**Problem statement**: What you need to produce from the material below is an exact transcription of the lines from the one with "Please mark every rooftop" through the one with "Please mark every advertising", both included, and no other line.

**Input for this task**:
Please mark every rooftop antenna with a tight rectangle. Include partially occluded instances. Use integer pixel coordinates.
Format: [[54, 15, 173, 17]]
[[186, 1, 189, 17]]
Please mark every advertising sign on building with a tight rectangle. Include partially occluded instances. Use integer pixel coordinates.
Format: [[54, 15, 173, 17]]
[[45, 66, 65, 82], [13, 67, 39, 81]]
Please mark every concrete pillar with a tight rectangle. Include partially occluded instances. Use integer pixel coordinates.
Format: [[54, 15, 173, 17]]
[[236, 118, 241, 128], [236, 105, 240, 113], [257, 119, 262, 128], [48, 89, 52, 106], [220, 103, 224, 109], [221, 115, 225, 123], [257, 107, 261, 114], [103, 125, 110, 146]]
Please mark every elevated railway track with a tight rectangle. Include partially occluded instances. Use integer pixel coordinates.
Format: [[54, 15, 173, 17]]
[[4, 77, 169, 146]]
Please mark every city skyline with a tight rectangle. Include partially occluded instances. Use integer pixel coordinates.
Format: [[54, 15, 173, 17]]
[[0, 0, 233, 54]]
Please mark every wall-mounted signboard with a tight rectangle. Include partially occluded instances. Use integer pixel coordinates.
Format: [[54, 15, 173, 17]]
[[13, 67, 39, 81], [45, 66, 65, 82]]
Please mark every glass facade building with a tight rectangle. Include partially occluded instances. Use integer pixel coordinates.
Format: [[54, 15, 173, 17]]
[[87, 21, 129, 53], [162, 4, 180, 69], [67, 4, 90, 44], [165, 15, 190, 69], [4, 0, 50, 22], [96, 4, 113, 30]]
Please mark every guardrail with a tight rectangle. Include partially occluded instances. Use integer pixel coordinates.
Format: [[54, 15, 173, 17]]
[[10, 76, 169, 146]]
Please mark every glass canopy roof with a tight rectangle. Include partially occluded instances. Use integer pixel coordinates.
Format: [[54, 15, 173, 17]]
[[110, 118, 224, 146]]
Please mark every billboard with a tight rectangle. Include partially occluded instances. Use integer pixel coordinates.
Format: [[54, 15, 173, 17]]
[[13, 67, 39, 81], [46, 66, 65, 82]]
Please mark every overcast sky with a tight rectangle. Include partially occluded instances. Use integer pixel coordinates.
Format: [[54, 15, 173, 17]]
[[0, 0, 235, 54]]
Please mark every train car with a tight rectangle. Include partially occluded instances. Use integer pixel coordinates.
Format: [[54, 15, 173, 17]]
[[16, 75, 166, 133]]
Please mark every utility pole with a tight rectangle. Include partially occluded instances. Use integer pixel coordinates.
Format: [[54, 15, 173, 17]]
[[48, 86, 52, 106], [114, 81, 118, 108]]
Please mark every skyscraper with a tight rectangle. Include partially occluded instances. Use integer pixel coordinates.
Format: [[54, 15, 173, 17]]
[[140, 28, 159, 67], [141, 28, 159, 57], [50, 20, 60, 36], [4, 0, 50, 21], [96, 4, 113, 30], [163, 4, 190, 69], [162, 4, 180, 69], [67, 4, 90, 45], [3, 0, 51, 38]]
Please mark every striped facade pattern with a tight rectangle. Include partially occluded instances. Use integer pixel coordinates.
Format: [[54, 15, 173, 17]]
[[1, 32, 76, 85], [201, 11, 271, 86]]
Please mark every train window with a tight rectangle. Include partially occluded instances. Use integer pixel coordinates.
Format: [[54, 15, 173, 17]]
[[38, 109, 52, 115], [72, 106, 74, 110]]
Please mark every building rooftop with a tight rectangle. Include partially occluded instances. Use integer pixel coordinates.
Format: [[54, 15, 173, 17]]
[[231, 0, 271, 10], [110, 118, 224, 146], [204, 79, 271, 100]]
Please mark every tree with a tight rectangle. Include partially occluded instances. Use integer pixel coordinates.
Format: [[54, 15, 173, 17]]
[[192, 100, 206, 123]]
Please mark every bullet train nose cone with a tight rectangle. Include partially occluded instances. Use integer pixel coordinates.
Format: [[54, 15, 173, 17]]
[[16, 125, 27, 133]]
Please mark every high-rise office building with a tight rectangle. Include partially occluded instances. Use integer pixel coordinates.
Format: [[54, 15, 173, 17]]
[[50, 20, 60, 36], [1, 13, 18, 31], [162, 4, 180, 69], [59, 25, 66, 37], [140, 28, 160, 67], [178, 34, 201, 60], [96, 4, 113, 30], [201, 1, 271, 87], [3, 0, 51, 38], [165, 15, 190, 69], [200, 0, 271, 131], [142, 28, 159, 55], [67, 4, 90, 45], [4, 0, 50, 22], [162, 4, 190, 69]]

--

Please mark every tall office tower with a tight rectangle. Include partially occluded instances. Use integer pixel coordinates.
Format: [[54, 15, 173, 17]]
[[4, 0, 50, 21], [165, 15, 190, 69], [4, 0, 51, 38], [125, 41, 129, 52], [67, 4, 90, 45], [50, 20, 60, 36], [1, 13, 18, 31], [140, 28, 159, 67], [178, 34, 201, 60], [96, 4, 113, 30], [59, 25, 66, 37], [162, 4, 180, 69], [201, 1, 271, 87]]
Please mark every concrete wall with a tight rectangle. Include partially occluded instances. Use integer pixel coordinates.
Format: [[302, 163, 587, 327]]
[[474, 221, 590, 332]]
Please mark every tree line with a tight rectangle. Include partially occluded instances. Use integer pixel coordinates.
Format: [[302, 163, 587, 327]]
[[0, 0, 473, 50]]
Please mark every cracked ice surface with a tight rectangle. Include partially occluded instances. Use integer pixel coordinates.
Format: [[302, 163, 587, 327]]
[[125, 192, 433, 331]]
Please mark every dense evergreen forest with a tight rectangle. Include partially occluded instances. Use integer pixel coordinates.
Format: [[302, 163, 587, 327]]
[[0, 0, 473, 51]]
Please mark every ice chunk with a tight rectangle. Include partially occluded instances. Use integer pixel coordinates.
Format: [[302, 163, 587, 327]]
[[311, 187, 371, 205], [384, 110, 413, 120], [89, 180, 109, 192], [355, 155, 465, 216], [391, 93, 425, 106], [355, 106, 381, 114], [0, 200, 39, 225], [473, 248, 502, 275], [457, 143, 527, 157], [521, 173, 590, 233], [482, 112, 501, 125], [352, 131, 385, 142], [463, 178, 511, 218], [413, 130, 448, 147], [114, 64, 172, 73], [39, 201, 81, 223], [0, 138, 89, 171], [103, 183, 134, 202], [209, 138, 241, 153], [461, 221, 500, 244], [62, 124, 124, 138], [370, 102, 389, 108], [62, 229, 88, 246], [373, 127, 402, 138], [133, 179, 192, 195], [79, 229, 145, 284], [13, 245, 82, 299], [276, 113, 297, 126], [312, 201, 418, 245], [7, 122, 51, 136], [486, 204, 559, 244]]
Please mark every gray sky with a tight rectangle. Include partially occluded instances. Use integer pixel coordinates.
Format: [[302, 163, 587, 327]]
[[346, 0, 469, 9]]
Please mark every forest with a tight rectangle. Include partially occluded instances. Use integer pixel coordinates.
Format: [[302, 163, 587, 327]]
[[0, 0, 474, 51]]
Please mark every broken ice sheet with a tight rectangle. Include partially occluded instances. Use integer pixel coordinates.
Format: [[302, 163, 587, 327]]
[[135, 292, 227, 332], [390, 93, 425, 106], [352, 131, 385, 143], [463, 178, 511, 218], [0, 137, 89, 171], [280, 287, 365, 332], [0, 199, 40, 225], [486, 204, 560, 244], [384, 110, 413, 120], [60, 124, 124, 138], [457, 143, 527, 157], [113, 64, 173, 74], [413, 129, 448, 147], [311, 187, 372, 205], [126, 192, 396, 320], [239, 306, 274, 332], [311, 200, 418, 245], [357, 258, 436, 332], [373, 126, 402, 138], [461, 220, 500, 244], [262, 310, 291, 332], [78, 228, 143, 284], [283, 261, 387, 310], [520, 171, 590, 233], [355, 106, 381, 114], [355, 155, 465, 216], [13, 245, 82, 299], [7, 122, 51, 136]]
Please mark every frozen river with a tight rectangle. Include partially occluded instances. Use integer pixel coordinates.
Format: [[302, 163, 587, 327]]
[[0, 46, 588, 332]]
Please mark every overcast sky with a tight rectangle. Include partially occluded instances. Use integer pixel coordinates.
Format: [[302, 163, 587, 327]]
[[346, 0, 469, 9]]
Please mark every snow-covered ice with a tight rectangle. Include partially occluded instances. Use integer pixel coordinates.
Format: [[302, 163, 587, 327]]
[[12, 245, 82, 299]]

---

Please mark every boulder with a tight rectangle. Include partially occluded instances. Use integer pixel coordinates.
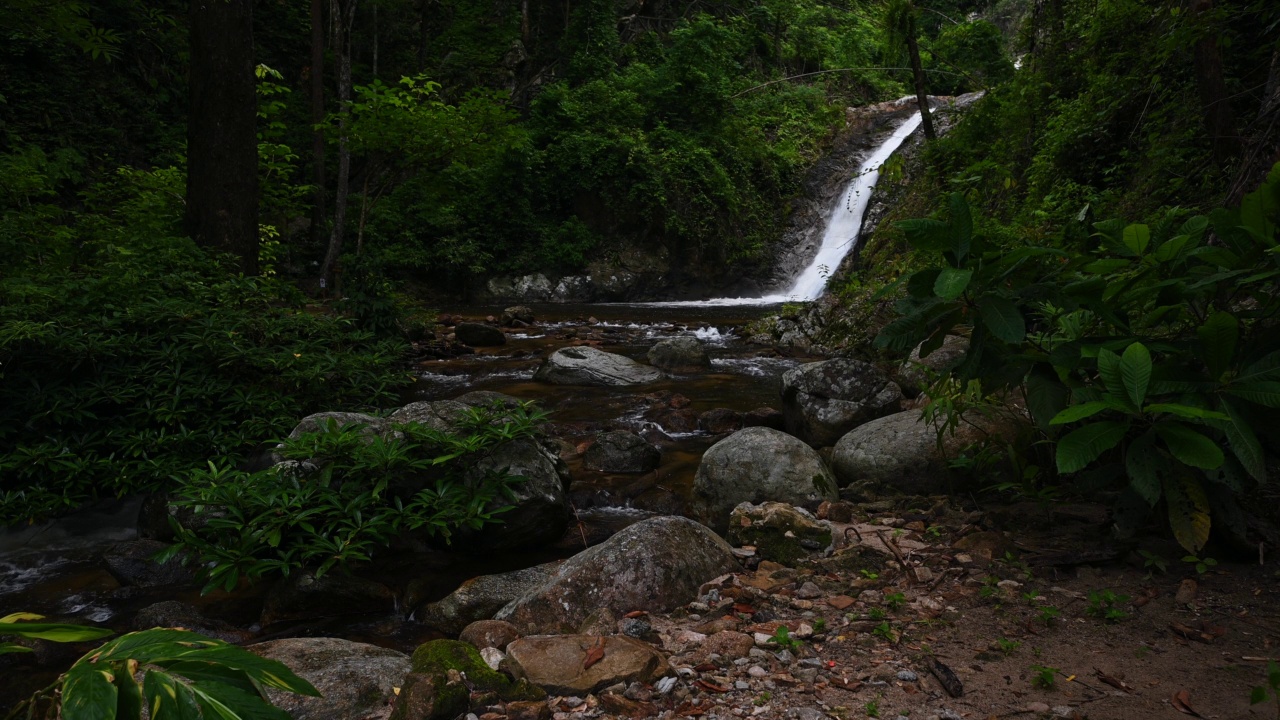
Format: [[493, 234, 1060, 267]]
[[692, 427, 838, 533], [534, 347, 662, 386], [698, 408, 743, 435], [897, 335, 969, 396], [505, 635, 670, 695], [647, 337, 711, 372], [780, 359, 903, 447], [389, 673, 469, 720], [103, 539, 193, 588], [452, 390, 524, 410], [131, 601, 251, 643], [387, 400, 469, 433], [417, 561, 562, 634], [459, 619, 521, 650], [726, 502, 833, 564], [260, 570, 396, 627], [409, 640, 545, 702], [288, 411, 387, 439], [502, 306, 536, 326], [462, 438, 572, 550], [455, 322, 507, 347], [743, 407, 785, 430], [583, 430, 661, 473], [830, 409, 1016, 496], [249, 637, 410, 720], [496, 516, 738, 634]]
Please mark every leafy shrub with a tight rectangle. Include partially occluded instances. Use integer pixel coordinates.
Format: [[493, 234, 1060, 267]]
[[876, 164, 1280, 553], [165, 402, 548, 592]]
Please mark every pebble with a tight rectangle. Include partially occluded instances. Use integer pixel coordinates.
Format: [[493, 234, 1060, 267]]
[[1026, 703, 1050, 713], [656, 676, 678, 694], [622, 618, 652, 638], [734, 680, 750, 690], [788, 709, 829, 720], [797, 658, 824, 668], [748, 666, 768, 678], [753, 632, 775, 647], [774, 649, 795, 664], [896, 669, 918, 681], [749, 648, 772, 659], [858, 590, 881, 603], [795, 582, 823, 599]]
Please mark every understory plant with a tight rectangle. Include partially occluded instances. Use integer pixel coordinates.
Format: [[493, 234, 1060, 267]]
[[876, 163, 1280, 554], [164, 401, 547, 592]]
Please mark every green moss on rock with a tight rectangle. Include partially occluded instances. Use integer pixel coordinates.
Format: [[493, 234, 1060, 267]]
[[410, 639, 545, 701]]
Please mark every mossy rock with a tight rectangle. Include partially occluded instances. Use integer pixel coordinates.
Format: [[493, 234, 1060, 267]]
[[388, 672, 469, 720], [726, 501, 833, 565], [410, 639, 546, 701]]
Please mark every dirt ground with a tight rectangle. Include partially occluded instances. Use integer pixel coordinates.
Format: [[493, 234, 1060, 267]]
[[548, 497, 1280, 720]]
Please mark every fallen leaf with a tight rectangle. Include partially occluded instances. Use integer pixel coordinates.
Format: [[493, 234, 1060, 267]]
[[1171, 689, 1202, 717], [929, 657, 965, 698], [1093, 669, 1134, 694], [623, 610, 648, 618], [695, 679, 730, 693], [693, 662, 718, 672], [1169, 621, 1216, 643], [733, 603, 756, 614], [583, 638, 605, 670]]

**Output**:
Please mark every rooftop antenna with a tight rectangle. Include partially occluded instances. Use integer pixel coordinates.
Format: [[54, 15, 173, 17]]
[[186, 1, 189, 17]]
Please mark every advertising sign on building with a tight rectangle. Include partially occluded instances. Use integer pixel coordinates.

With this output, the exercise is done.